### DATA FOR THIS TASK ###

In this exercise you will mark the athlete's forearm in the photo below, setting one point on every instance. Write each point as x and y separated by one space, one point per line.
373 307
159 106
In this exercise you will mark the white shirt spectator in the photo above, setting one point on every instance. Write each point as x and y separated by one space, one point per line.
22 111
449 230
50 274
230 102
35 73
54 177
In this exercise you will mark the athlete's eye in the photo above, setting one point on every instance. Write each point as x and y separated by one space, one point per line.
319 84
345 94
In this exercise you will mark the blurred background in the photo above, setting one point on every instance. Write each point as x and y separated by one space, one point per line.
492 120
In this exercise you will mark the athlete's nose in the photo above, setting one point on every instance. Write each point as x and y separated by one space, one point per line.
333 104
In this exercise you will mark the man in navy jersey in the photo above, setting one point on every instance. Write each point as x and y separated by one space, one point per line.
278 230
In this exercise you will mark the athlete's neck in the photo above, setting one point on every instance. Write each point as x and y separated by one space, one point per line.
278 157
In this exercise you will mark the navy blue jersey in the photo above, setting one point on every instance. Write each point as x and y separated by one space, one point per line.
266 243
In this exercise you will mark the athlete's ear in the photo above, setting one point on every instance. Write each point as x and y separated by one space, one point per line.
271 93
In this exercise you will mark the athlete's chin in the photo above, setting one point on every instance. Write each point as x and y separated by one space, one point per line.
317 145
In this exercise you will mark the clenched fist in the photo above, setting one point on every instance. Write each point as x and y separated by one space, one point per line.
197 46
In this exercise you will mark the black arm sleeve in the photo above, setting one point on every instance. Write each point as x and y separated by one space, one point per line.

###

• SHORT EXERCISE: Reproduce the entire listing above as a numbered list, omitting any blank lines.

• THE OUTPUT:
1. In this exercise you will mark the athlete's forearm in the photo below, setting one point on every instance. Write each point as x and y separated by one space, one point per line.
2. 373 307
3. 159 106
4. In this exercise you will mark the white shirt spectator in the photo above, setting one point on every instance. Write each point as x and y separated by one space, one point per line.
5. 22 111
6. 449 230
7. 50 274
8. 230 102
9. 35 73
10. 54 177
11. In this exercise you will mark the athlete's eye in the photo above, setting one point on every instance. Write each point as x and y separated by one space, one point per line.
12. 319 84
13. 345 94
14. In this exercise you will mark the blurred background in the photo above, setting one point on every instance. Write each point as x and y separated by one space, one point per line.
15. 492 120
16. In this exercise you will mark the athlete's nose in the photo above, setting one point on every instance. Write each point as x and y separated by one space, one point per line.
17. 333 104
18. In this exercise you will mark the man in navy jersey in the photo above, setting one point on every instance. Write each point as x and y separated by one space, one point per line.
19. 278 230
20. In this exercise you will mark the athlete's neck in the photo above, setting one point on every instance. Write each point as x and y separated by one space, one point per line.
21. 278 157
22. In this exercise you will mark the navy blue jersey in the photo above, setting one point on every instance. Write each point as x and y separated by one space, one point per line.
23. 266 243
24. In this exercise you will mark the athlete's ear in the photo above, setting one point on every instance. Write each point as x and y separated by one space, one point per line.
25. 271 93
26. In this exercise you will mark the athlete's chin in the photo above, setting one point on every instance. Write each point as x and y separated by one space, one point per line.
27. 317 145
28. In this exercise you will mark the clenched fist in the photo above, setting one point on every instance. Write each point as x and y separated by one space, one point per line.
29. 197 46
30. In this exercise you will mark the black arm sleeve in the photo above, setting one point on every instance. Write each point as x and y separated by one space, one point per line.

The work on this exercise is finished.